##### Page

Deployment Verification

You can verify that a plugin artifact was added successfully by using the RESTful Artifact API to retrieve artifact details. For example, to retrieve detail about our custom-transforms artifact:

$ curl -w"\n" -X POST "localhost:10000/v3/namespaces/default/artifacts/custom-transforms/versions/1.0.0?scope=[system | user]
> curl -X POST "localhost:10000/v3/namespaces/default/artifacts/custom-transforms/versions/1.0.0?scope=[system | user]

If you deployed the custom-transforms artifact as a system artifact, the scope is system. If you deployed the custom-transforms artifact as a user artifact, the scope is user.

You can verify that the plugins in your newly-added artifact are available to its parent by using the RESTful Artifact API to list plugins of a specific type. For example, to check if cdap-etl-batch can access the plugins in the custom-transforms artifact:

$ curl -w"\n" -X POST "localhost:10000/v3/namespaces/default/artifacts/cdap-etl-batch/versions/3.4.0/extensions/transform?scope=system"
> curl -X POST "localhost:10000/v3/namespaces/default/artifacts/cdap-etl-batch/versions/3.4.0/extensions/transform?scope=system"

You can then check the list returned to see if your transforms are in the list. Note that the scope here refers to the scope of the parent artifact. In this example it is the system scope because cdap-etl-batch is a system artifact. This is true even if you deployed custom-transforms as a user artifact because the parent is still a system artifact.

##########

* **Written task 1**: In the deployment verification text, what does the scope refer to when plugins available to a parent are listed?
* **Written task 2**: Write what comes next in the deployment verification text, starting after its final sentence.

##### Supplied material

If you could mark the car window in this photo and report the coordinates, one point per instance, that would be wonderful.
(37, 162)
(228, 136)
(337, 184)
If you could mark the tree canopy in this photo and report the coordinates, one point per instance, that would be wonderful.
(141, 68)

##########

* **Task response 1**: The scope of the parent artifact.

* **Task response 2**:
Plugin Widget JSON

When a plugin is displayed in the CDAP UI, its properties are represented by widgets in the Cask Hydrator. Each property of a plugin is represented, by default, as a textbox in the user interface.

To customize the plugin display, a plugin can include a widget JSON file that specifies the particular widgets and sets of widget attributes used to display the plugin properties in the CDAP UI.

The widget JSON is composed of two lists:

  • a list of property configuration groups and
  • a list of output properties.

For example:

{
  "configuration-groups": [
    {"group-1"},
    {"group-2"},
    ...
  ],
  "outputs": [
    {"ouput-property-1"},
    {"ouput-property-2"},
    ...
  ]
}

Configuration Groups

Configuration groups are a simple grouping of properties of a plugin. A configuration group is represented as a JSON object with a label and a list of plugin properties for that group.

For example, in a Batch Source plugin, properties such as Dataset Name, Dataset Base Path, Duration, and Delay can be grouped as the Batch Source Configuration.

In the case of the Batch Source plugin, it could look like this:

{
  "configuration-groups": [
    {
      "label": "Batch Source Configuration",
      "properties": [
        {"field1"},
        {"field2"},
        {"field3"}
      ]
    }
  ],
  outputs: [
    {output-property1},
    {output-property2},
    ..
  ]
}

Once a group is established, we can configure how each of the properties inside the group is represented in the CDAP UI.

The configuration of each property of the plugin is composed of:

  • widget-type: The type of widget needed to represent this property.
  • label: Label to be used in the CDAP UI for the property.
  • name: Name of the field (as supplied by the CDAP UI backend).
  • widget-attributes: A map of attributes that the widget type requires be defined in order to render the property in the CDAP UI. The attributes vary depending on the widget type.
  • plugin-function: An optional map of plugin method and its widget attributes that can be applied to a particular plugin property.

Note that with the exception of the value of the label, all property values are case-sensitive.

To find the available field names, you can use the Artifact HTTP RESTful API to retrieve plugin details for an artifact, which will include all the available names. (If the artifact is your own, you will already know the available field names.)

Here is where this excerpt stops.